Point localization data:
□ □ □

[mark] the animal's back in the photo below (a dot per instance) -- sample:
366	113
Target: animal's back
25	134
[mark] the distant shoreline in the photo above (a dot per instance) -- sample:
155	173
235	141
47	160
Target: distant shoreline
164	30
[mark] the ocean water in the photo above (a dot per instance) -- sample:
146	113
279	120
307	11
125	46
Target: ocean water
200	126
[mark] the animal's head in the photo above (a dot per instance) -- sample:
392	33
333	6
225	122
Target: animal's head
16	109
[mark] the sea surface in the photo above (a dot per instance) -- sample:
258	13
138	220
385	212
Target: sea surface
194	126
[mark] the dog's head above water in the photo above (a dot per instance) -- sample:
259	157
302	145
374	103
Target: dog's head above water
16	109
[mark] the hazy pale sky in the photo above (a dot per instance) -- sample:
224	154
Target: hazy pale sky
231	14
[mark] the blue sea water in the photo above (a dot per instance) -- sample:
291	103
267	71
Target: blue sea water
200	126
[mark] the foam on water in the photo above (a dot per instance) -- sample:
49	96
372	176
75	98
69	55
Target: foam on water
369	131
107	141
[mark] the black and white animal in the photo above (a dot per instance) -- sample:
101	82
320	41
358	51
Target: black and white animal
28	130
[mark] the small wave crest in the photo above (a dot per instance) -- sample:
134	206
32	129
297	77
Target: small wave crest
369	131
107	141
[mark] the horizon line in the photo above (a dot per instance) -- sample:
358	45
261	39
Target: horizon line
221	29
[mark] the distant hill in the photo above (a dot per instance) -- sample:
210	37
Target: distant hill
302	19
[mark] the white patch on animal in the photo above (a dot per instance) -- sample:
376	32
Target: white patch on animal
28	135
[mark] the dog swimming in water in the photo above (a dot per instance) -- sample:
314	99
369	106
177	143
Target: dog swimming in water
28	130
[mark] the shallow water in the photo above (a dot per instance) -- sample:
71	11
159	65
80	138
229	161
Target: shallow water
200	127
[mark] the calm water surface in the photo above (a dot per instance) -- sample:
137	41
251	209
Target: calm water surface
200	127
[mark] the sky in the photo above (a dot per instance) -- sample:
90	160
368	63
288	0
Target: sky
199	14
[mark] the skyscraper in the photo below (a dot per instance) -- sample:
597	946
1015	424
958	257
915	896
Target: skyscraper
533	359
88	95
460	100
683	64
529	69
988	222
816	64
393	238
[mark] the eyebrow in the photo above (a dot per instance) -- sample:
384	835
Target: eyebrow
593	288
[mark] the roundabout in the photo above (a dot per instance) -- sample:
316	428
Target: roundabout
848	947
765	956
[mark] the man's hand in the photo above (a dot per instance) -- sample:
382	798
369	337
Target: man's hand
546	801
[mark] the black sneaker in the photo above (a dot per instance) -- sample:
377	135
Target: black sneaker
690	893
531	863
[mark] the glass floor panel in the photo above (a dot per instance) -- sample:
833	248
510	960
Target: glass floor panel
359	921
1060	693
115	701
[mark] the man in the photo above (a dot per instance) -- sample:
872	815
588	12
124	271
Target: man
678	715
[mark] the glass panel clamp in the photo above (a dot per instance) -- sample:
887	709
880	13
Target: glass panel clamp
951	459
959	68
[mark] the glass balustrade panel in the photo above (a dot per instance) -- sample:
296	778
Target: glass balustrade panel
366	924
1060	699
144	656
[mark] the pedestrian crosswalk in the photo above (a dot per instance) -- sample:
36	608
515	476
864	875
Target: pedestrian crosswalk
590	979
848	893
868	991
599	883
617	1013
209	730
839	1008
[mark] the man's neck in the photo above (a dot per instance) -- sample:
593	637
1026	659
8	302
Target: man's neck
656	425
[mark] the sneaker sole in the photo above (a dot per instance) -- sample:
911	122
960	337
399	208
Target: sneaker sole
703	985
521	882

□ □ □

Work task: Once you find the line containing "[mark] the glass balustrade", copy it and every line after it through the end of the records, exactly as they stand.

Exercise answer:
[mark] the glass balustrade panel in the photo above (a dot per instance) -- sample:
296	778
Target: glass balustrade panel
366	924
1060	699
144	656
[mark] the pedestrian crosswalk in the photo above (a dot per instance) -- sample:
36	608
515	476
864	875
Target: pedestrian crosswalk
590	979
848	893
868	991
599	883
617	1013
209	730
839	1008
[mark] the man's neck in the photo above (a dot per instance) -- sample:
593	637
1026	659
8	302
Target: man's neck
656	425
[mark] the sneaker sole in the photo above (a dot per instance) -- sample:
911	122
960	337
399	208
Target: sneaker sole
703	985
521	882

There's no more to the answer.